[RECORDS SUPPLIED Boundary: Start]

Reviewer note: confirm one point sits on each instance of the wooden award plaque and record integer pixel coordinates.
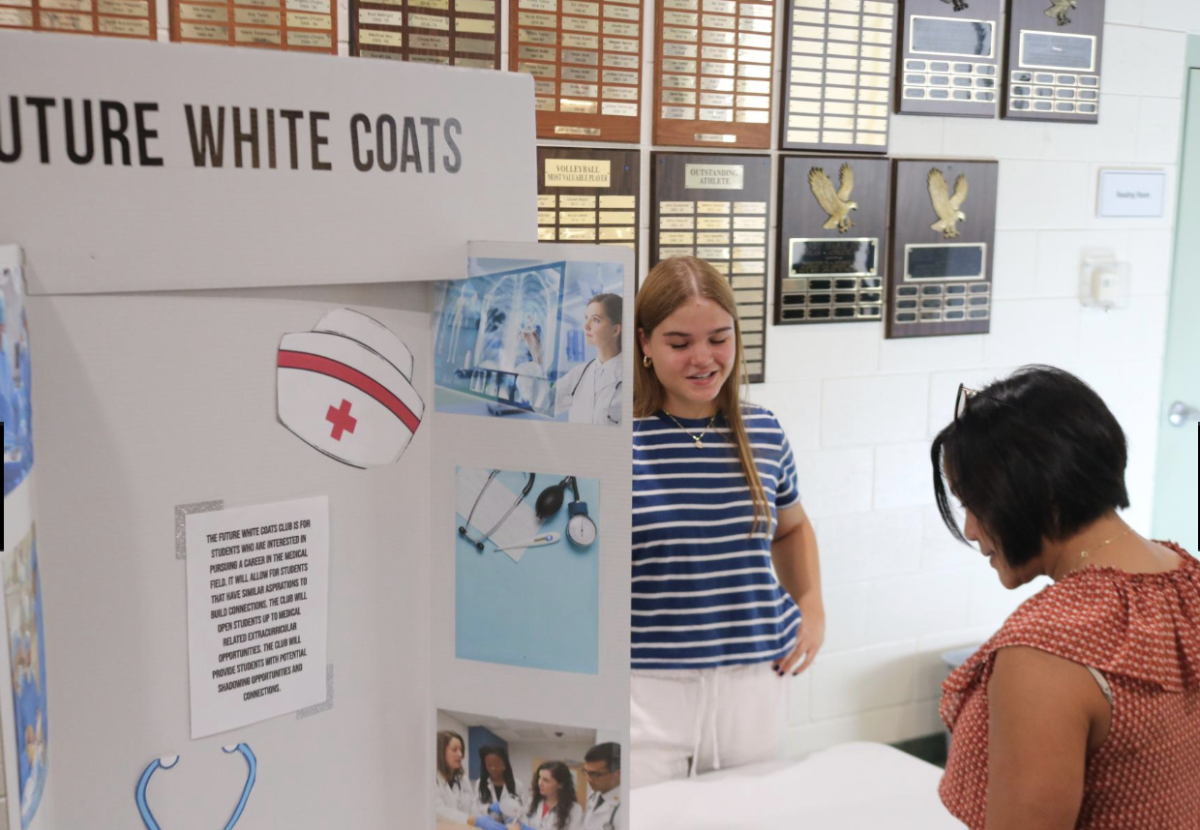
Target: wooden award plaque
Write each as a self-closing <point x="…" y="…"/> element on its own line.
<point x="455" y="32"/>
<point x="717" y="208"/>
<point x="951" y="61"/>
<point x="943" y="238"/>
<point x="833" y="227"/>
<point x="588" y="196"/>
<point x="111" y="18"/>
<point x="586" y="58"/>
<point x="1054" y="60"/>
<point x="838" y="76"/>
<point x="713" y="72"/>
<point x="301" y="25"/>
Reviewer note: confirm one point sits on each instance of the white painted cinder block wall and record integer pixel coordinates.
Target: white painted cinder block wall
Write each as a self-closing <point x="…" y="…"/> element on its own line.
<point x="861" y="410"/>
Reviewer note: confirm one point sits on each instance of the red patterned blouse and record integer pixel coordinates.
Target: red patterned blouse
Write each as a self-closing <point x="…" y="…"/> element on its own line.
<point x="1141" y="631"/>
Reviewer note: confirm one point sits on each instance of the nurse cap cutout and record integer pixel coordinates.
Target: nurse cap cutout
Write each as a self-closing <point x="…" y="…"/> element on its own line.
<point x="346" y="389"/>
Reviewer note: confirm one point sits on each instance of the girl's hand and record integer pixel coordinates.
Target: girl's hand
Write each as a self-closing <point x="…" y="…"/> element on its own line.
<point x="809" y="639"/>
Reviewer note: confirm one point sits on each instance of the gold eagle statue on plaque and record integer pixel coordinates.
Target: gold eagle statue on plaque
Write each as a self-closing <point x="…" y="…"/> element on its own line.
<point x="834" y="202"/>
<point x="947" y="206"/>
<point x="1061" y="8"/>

[RECORDS SUPPLIED Boundary: End]
[RECORDS SUPPLIED Boundary: Start]

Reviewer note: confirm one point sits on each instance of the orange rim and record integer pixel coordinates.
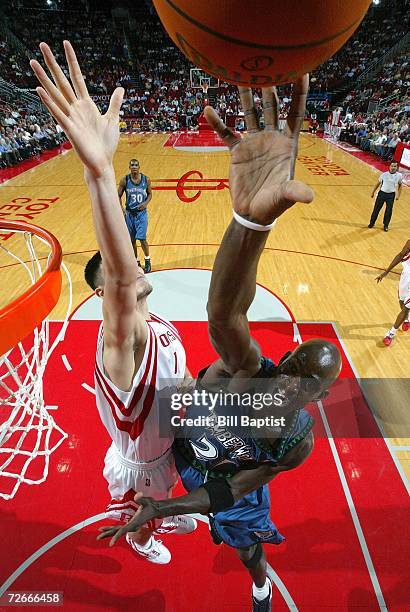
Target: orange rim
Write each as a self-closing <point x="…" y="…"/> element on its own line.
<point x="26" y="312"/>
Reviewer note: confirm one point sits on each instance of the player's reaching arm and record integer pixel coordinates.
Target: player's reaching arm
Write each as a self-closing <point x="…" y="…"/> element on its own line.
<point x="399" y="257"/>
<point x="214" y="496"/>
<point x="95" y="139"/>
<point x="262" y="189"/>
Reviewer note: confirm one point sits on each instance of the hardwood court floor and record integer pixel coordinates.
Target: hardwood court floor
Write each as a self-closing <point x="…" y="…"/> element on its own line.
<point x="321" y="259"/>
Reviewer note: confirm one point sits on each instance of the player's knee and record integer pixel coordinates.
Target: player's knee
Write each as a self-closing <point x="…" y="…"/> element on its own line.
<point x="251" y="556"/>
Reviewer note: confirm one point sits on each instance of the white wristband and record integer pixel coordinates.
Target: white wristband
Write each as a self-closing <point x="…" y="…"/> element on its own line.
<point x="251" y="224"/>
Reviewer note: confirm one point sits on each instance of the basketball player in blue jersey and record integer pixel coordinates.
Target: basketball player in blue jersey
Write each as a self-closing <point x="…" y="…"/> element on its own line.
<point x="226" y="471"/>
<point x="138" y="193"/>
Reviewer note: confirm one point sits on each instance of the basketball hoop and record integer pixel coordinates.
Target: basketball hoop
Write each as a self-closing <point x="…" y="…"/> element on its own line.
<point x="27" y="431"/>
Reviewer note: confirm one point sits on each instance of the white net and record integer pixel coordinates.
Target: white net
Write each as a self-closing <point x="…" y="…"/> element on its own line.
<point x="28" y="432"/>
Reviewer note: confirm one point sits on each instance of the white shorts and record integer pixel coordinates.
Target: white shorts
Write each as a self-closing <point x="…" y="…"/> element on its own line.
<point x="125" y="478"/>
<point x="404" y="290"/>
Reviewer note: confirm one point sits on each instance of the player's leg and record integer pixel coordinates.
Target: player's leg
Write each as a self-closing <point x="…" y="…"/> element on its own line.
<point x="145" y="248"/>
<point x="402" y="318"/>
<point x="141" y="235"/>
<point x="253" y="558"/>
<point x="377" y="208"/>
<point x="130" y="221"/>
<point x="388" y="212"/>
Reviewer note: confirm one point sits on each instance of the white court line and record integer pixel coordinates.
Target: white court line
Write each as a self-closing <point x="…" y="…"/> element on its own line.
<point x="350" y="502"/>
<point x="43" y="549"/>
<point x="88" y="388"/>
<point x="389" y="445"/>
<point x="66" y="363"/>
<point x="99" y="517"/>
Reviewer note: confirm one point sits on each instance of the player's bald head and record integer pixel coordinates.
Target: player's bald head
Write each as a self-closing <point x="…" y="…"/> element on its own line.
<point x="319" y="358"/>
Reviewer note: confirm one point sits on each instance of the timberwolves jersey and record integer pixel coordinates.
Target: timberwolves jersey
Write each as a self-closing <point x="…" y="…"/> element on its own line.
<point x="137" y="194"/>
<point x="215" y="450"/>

[RECORDS SUPPLIED Boundary: End]

WHAT IS EXPECTED.
Respond with only the number of lines above that include the string "eagle".

COMPLETED EXERCISE.
2